--- Task to carry out ---
Shift every coordinate in the answers up by 67 and copy out the part of the rows that opens with the line containing "# point at: bush" and runs through the final row, with both of those lines and all requests included.

* Start Task input *

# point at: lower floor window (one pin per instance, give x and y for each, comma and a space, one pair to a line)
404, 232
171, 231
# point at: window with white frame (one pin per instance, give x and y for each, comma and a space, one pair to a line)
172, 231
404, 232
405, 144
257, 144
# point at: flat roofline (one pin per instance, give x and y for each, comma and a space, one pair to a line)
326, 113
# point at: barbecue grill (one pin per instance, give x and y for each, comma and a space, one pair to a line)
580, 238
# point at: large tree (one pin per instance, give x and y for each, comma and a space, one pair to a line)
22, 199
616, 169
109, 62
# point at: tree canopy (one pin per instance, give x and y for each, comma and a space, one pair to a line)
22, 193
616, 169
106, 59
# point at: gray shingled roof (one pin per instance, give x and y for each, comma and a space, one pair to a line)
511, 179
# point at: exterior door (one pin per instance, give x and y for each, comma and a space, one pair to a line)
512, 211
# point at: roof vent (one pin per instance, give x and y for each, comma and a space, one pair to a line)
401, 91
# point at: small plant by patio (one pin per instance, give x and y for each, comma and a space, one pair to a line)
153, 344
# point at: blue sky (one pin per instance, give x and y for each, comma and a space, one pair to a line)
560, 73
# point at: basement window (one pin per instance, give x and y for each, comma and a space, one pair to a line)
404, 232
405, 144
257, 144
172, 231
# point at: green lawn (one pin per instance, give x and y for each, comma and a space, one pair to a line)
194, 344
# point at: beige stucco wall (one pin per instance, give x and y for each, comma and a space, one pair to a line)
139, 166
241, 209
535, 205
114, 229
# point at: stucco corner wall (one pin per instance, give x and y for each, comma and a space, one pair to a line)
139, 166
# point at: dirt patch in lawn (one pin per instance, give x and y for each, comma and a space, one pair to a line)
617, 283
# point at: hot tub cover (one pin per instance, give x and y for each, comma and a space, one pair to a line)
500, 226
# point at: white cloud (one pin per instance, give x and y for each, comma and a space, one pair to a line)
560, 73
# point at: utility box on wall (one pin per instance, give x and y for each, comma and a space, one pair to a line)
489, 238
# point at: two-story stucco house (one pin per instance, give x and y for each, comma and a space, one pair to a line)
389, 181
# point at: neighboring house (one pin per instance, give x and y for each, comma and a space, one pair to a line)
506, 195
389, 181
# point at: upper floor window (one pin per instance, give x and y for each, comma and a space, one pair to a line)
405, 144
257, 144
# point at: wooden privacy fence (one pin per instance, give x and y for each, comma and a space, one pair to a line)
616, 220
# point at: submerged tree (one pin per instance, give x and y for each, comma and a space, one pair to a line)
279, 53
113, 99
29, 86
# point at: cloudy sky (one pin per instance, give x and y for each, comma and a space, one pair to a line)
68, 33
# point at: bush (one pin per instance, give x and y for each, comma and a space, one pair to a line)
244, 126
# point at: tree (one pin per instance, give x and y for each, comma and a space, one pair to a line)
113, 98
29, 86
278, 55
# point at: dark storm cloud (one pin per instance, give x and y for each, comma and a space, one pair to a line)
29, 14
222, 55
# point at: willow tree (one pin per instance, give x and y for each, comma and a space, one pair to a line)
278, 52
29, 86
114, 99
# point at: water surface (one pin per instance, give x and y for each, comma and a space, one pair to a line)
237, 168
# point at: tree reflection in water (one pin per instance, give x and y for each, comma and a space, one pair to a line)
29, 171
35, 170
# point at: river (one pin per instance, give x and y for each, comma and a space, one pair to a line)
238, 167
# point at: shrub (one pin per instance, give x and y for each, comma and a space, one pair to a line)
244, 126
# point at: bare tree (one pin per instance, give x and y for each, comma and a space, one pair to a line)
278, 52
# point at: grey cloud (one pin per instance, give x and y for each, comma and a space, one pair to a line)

* End Task input *

--- Expected answer ---
# point at: bush (one pin per instance, give x and y for each, comma and a space, one pair to a line)
311, 193
# point at: tree (one pin per instance, give x and y for each, comma and a space, one pair to a line)
180, 165
96, 153
345, 122
# point at: dark storm cloud (one pin per instance, give x and y for each, comma and a space, one pair to a line)
96, 81
289, 122
# point at: willow tree (one pin per instance, give x and y for each, comma and a space, one pair to a line)
345, 119
96, 153
181, 166
# point at: water surface (one pin per instance, give x and y for each, comma and a space, one pair to a line)
304, 235
# point at: tree reflection in water (one pin per instance, give x and y for each, comma and a space, one pair to a line)
96, 238
102, 237
# point at: river (one pin per instance, give x and y for each, comma and a space, one pair to a line)
305, 234
# point at: shrub (one pin per instance, give x and y for each, comma and a space, one pair to a line)
311, 193
# point at: bare tree (one pin per instance, give x and y for each, comma and a space, one pair to a line)
345, 119
# point at: grey cloud (one pin per instance, give x and y for each, comma and a space, one pair to a line)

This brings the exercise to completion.